### WORK TO COMPLETE:
- 1) Name every shotgun manufacturer mentioned in the shotgun forum thread.
- 2) Write the next part of the shotgun forum thread, starting right after its final sentence.

--- START OF READING PASSAGE ---

Great!!! Now, not only am I even more undecided, Yall have added confusion into the mix.


----------



## preacherman

Dawgs.........if it is like bows, it needs to be what fits and feels best to you.  Winchester, Browning, Benelli, Beretta, Remington......they all make good guns.  Everone is just going to have an opinion.

I have always liked the feel of the Winchester X2 and X3.  Matter of fact, went into a gun shop not long ago that sells every major brand of guns on the market.  I asked the guy behind the counter what he thought and he told me that he loved the Winchester line of guns.  If you want one, you won't go wrong with buying it!

Just let us see some pictures of it when you get it home!


----------



## GSUJake

Just know, this is the same as Ford vs. Chevy. vs. Dodge. I've owned a Browning Gold for 4 years now, never had it jam. From super speeds to 3.5 turkey load. 2 of my friends own SX2's they've never had a problem. 3 own Benellis and 2 of them get sent back yearly. It's luck of the draw. All of them are GREAT guns and if you get the SX3 you will more than likely be very satisfied.


----------



## Workin2Hunt

The most important thing with any shotgun is how the gun fits and feels to you. 

I purchased a Beretta 391 Sporting with the optima chokes.I tried different guns before buying this one but the Beretta was better balanced and fit better to me.

--- END OF READING PASSAGE ---
--- START OF RECORD EXTRACTS ---

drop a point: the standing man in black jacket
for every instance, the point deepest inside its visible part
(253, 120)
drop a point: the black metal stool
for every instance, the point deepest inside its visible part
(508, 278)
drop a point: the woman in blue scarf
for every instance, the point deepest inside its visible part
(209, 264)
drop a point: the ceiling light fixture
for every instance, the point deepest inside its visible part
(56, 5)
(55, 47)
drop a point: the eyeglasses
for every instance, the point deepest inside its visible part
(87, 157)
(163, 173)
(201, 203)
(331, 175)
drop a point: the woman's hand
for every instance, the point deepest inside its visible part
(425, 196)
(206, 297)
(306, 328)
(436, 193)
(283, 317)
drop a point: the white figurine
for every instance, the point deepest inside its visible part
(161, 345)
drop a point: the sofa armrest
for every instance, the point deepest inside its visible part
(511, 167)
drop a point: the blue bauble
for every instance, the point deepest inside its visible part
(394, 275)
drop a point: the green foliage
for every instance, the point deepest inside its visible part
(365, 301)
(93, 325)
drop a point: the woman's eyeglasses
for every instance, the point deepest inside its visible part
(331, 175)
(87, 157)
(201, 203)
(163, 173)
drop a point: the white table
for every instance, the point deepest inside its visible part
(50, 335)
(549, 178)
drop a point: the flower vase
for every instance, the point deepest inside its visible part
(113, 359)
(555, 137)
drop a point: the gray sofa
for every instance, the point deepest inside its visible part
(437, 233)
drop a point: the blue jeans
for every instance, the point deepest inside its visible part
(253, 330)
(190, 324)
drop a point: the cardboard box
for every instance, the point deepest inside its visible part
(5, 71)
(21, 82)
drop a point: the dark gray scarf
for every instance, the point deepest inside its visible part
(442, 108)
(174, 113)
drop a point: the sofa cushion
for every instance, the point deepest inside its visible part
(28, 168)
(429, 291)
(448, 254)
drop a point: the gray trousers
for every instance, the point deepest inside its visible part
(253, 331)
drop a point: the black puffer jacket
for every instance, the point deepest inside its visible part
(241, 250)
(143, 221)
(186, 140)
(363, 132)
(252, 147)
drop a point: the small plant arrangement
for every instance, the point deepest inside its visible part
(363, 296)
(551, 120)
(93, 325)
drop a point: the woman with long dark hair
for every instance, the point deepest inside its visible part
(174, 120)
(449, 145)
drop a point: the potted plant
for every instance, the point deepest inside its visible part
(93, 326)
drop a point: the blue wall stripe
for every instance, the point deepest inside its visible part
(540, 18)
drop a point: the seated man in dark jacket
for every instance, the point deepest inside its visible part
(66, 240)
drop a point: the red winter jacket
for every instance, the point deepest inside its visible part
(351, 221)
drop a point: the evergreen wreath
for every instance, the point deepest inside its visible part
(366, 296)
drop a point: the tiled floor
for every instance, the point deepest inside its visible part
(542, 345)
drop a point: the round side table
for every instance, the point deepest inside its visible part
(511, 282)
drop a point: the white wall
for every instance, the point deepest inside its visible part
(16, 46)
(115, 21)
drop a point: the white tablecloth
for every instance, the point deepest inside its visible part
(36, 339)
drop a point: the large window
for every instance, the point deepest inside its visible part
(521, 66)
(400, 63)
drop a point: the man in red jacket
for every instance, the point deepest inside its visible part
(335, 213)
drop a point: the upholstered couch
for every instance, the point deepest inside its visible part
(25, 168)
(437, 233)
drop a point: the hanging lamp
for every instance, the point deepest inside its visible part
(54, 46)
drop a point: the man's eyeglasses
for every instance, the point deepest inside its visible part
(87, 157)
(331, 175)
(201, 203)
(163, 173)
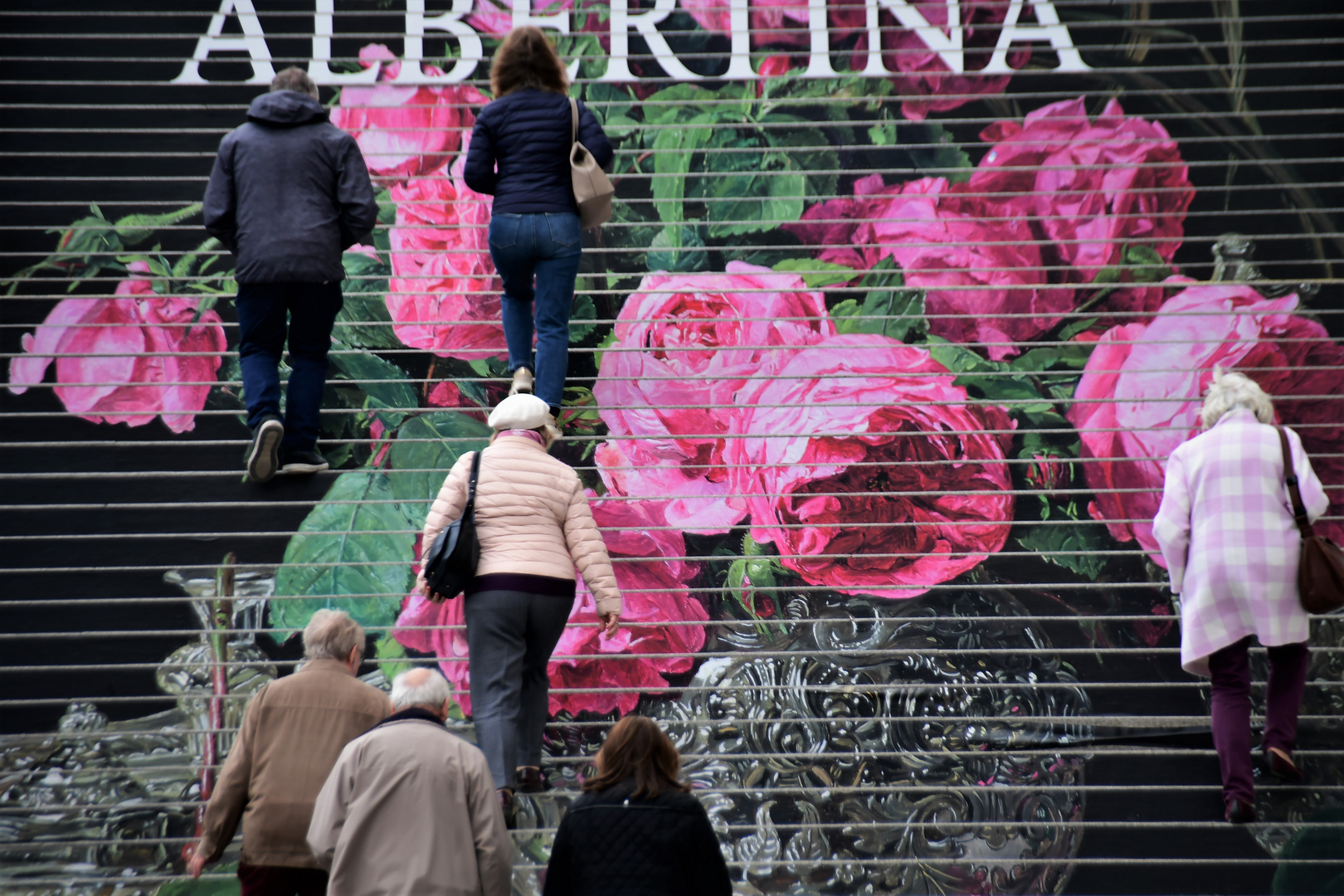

--- END OF RECORD EXTRACTS ---

### RESULTS FOR EACH TASK:
- 1) Winchester, Browning, Benelli, Beretta, Remington

- 2)
----------



## rmcatcher

i own a sx2 and love it. It has a very solid feel when I swing and usually has a dead duck at the end of my pattern. Like DC says three things he wants in a gun is for it to go boom, boom, boom!You would have to realize that everyone on here is going to prefer 1 gun or another. There are some things I will agree with brittonl. The only real complaint I see is if my sx2 gets dry it will not cycle. I usually keep a small remington oil bottle and a drop or two will do the trick. I have found that most of my friends 391's dont have the same problem. But I like the feel and cycle action better than theirs. My gun is not the mantel piece type gun, it is the duck boat, Turkey blind, skeet shooting type and it recieves it share of abuse and It has held up its end of the bargin. Ive never regretted haveing this gun nor have I thought about cheating on her with some berreta. I could only imagine the sx3 would be just that much better.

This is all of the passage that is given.